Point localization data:
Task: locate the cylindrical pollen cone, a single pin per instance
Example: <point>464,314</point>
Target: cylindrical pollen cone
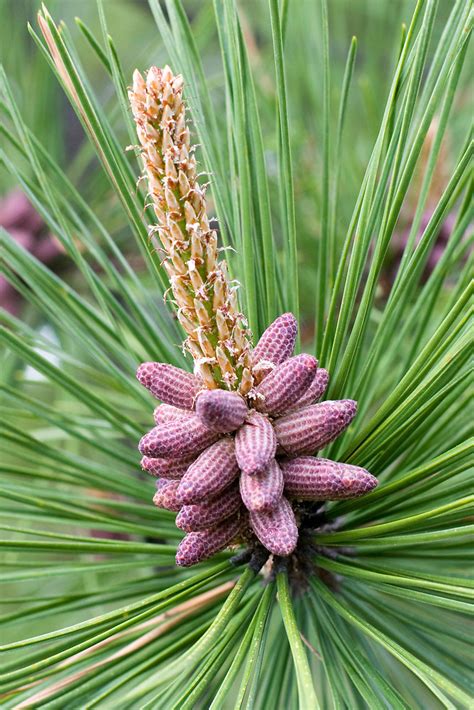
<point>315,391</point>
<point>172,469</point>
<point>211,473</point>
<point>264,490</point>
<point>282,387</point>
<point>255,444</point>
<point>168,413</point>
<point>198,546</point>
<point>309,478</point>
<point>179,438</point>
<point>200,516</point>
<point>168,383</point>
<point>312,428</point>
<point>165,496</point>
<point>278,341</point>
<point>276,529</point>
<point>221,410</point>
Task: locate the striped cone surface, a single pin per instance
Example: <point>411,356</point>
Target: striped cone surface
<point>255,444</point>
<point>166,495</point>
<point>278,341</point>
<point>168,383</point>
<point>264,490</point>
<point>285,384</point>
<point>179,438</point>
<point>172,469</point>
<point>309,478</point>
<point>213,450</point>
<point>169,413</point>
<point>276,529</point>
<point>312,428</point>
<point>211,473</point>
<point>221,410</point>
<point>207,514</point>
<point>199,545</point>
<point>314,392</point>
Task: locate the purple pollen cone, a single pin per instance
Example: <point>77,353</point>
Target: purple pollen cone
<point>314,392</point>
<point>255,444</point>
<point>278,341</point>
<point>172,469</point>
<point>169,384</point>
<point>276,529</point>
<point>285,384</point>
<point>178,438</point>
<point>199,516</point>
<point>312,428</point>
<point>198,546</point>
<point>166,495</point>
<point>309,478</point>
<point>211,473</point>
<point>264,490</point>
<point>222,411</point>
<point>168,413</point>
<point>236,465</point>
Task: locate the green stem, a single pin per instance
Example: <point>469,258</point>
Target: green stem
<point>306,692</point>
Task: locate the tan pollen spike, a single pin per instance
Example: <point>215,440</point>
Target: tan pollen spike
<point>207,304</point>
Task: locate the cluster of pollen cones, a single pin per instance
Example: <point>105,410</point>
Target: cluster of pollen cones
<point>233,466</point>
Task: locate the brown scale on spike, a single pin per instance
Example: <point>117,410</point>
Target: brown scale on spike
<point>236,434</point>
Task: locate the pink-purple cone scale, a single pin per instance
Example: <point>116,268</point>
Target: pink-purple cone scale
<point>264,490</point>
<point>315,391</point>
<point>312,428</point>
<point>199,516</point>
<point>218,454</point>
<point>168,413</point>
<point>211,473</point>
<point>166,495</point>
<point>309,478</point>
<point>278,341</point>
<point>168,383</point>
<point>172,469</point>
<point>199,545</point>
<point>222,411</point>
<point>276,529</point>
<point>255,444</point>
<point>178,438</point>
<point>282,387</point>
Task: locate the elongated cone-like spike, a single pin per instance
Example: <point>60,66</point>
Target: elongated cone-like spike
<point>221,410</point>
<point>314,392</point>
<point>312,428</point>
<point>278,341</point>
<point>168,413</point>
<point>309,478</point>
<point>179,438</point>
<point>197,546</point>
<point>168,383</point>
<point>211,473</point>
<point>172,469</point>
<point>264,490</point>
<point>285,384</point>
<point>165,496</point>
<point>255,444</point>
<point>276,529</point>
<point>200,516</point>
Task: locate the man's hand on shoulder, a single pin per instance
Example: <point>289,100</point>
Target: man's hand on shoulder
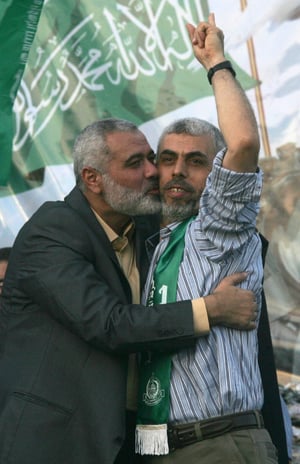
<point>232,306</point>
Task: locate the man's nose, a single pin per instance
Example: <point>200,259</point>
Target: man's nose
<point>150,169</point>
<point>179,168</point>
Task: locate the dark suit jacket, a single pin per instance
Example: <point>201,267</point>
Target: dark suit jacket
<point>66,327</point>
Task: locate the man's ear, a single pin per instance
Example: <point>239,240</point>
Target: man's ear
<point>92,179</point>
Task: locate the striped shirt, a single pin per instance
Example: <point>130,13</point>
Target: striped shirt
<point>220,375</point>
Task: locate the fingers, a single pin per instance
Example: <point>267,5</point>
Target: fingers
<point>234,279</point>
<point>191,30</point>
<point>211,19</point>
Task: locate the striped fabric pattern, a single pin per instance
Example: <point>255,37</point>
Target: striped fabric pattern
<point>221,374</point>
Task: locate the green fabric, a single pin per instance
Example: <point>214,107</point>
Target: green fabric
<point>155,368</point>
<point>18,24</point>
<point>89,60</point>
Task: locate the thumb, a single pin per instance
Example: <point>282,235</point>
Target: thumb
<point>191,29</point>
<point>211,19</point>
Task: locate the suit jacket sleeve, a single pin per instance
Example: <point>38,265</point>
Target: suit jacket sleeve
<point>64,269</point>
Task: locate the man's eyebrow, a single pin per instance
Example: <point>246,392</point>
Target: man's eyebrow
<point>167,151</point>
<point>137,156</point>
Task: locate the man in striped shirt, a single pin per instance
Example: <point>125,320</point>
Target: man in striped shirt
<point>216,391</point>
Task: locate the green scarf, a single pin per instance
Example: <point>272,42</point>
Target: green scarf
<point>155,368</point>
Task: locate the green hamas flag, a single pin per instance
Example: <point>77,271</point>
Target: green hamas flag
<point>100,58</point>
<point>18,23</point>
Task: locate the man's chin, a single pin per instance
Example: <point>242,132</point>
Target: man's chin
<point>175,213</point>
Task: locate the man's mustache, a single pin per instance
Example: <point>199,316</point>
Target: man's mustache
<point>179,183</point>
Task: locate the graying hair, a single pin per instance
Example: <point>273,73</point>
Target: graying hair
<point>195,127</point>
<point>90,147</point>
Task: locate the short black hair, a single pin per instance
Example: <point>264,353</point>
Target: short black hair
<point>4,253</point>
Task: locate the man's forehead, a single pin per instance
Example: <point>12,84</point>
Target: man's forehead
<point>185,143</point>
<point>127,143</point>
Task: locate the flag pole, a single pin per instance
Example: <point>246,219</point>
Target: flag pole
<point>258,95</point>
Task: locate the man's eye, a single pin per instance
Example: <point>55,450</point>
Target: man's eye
--
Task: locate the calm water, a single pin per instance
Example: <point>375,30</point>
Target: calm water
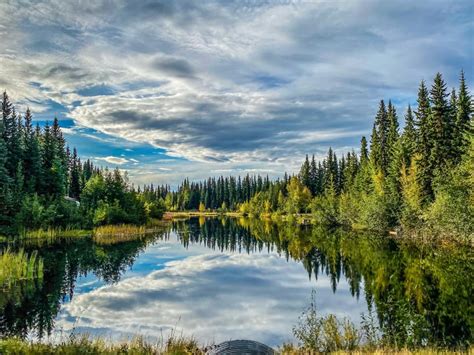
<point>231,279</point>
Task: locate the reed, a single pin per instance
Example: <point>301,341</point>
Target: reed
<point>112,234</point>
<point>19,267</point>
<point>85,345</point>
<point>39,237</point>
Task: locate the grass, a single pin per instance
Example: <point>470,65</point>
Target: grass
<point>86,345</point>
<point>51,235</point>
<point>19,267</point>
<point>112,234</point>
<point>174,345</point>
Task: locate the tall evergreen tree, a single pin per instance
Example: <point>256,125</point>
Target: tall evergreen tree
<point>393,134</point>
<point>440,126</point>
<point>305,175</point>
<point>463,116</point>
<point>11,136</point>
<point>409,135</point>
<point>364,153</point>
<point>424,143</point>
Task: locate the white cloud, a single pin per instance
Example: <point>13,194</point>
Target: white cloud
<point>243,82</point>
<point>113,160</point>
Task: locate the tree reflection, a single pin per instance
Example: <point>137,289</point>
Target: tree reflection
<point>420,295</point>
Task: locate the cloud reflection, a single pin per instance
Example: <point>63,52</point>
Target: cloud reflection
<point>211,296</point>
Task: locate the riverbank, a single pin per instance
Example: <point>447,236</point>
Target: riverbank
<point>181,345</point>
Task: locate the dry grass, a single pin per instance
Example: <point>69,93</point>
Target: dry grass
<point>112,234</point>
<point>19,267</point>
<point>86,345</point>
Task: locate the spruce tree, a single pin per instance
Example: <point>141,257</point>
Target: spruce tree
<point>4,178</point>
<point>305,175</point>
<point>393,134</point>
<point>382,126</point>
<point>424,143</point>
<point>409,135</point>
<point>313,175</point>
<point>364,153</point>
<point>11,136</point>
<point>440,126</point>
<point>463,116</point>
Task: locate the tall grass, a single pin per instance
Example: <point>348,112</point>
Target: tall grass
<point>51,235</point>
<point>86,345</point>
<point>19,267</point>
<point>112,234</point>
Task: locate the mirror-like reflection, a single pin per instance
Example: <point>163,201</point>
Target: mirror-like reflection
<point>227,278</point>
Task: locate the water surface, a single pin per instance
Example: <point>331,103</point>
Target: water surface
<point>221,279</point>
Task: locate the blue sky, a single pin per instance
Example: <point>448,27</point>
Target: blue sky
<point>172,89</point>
==
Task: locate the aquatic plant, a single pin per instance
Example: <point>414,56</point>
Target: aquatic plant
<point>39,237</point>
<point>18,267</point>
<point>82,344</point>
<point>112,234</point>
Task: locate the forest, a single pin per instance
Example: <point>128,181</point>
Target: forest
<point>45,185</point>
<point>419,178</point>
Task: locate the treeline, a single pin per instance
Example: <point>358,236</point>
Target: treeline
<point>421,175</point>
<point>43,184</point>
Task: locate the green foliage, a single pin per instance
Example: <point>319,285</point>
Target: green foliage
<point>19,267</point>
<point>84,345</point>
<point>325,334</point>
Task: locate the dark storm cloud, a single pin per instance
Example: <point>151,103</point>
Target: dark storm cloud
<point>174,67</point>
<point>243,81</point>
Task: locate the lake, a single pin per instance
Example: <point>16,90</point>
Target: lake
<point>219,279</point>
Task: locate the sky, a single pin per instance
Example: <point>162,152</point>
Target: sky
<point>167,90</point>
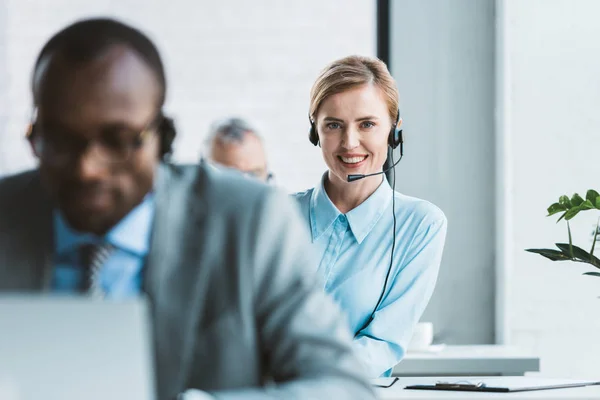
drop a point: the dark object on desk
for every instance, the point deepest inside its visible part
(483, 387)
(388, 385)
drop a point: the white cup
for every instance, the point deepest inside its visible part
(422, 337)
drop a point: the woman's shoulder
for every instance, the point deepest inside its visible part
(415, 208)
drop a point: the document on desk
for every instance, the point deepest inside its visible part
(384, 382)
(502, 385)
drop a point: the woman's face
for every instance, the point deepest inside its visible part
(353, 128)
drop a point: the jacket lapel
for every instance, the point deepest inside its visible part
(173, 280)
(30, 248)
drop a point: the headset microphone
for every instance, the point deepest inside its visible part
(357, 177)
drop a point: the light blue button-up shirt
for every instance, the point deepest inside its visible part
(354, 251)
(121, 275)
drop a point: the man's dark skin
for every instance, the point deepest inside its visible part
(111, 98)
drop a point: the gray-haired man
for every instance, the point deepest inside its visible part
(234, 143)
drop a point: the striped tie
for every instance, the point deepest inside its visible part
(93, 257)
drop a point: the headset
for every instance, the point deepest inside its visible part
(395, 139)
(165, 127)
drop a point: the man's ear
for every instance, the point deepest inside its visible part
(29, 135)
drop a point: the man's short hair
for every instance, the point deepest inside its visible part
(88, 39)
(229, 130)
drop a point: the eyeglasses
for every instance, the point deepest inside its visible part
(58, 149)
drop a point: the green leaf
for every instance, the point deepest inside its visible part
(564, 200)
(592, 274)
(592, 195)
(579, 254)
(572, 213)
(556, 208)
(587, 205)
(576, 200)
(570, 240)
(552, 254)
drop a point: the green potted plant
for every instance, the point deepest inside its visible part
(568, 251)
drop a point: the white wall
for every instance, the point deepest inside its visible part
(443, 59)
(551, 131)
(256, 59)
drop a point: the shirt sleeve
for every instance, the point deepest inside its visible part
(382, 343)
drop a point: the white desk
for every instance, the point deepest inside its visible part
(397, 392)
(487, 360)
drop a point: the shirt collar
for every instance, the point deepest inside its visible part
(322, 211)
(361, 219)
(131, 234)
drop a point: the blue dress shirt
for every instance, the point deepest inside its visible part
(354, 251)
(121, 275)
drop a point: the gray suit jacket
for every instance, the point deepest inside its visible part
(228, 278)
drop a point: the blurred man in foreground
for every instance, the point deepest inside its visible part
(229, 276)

What you will do
Leaving out each picture, repeat exactly the lines above from the one that contains "Task: locate the cylindrical" through the one that contains "Example: <point>411,356</point>".

Reply
Task: locate the cylindrical pollen cone, a single pin per instance
Example: <point>464,314</point>
Target: cylindrical pollen cone
<point>315,391</point>
<point>172,469</point>
<point>211,473</point>
<point>264,490</point>
<point>282,387</point>
<point>255,444</point>
<point>168,413</point>
<point>198,546</point>
<point>309,478</point>
<point>179,438</point>
<point>200,516</point>
<point>168,383</point>
<point>312,428</point>
<point>165,496</point>
<point>278,341</point>
<point>276,529</point>
<point>221,410</point>
Task: locate the striped cone surface, a single pin per instance
Example: <point>411,356</point>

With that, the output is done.